● What is required
For the stretch of entries below from the line containing "For the evaluation set, tag each instance of the man's arm" through the end, write out every line again, offsetting each number in the point coordinates by +136 and leaving all other text unchanged.
━━━━━━━━━━━━━━━━
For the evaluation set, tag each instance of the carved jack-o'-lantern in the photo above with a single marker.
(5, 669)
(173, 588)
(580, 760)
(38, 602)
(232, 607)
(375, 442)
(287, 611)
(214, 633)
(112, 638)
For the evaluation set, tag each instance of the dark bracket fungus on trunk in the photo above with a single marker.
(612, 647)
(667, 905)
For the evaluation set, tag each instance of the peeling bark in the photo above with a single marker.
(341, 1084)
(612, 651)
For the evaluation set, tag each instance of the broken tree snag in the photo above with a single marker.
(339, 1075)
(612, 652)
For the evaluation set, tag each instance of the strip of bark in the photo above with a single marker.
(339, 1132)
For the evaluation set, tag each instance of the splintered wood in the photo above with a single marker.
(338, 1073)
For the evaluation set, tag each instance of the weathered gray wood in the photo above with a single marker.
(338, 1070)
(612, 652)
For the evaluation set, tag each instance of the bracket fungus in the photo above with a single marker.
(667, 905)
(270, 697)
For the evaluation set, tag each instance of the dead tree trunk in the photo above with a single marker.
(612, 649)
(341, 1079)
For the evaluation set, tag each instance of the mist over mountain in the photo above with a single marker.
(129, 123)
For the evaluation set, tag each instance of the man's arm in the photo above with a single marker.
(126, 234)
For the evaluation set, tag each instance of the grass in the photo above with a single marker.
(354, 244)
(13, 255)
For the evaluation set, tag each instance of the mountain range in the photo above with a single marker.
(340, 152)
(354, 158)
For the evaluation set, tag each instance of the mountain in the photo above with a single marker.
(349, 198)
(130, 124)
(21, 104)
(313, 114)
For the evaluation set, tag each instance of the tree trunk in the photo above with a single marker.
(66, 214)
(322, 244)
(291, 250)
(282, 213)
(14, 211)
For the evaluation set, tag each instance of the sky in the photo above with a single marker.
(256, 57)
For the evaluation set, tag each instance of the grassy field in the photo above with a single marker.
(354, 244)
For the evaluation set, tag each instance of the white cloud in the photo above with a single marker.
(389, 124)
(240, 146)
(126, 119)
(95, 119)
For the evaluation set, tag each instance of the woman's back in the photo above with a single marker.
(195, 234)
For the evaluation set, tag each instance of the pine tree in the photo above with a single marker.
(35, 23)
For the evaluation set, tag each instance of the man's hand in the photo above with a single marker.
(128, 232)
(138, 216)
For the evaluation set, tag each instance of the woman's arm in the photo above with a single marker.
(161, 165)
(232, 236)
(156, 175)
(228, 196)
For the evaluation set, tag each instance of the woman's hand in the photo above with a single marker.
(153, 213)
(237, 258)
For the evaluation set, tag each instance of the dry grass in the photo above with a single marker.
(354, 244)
━━━━━━━━━━━━━━━━
● Full answer
For the evaluation set, tag each instance of the man's arm in the photo above with a single marker.
(262, 370)
For the evaluation set, tag each instance of the grass in the photo above with a single marker.
(490, 380)
(149, 391)
For the evaluation set, tag each instance of the mountain range in the photo above with a single marker.
(476, 288)
(490, 294)
For the evaluation set, tag each instance of the mountain in the photo above with a single marker.
(485, 334)
(266, 260)
(157, 240)
(449, 250)
For the evaluation set, tag each instance of the tree trunk in the photo above with a single marker.
(202, 350)
(458, 380)
(427, 386)
(418, 349)
(150, 347)
For the evaluation set, tag each instance of the sky in the photo above with a single marker.
(392, 193)
For the evaluation set, tag each instance of the grassy field in the photo above with a single marker.
(490, 380)
For the evaluation set, tag each instance of the white cloud in the photo above with a single marker.
(525, 260)
(376, 282)
(262, 255)
(231, 255)
For the evaluation set, tag each instance of the woman's back in the photo above with a single marker.
(331, 370)
For the evaluation set, tag each instance of the pine tree in the photo above with a single marker.
(171, 159)
For the evaluation set, tag each instance of the man's hand in the photo above with a single marker.
(264, 368)
(274, 352)
For the evaluation set, tag each instance of the woman's arm in the photo above with a single marker.
(297, 301)
(368, 372)
(292, 311)
(364, 332)
For the evaluation set, tag each instance of the woman's hand in the photo above with a single marker.
(289, 349)
(373, 394)
For the evaluation set, tag each instance of the dry grass in the photo above with a single marker.
(490, 380)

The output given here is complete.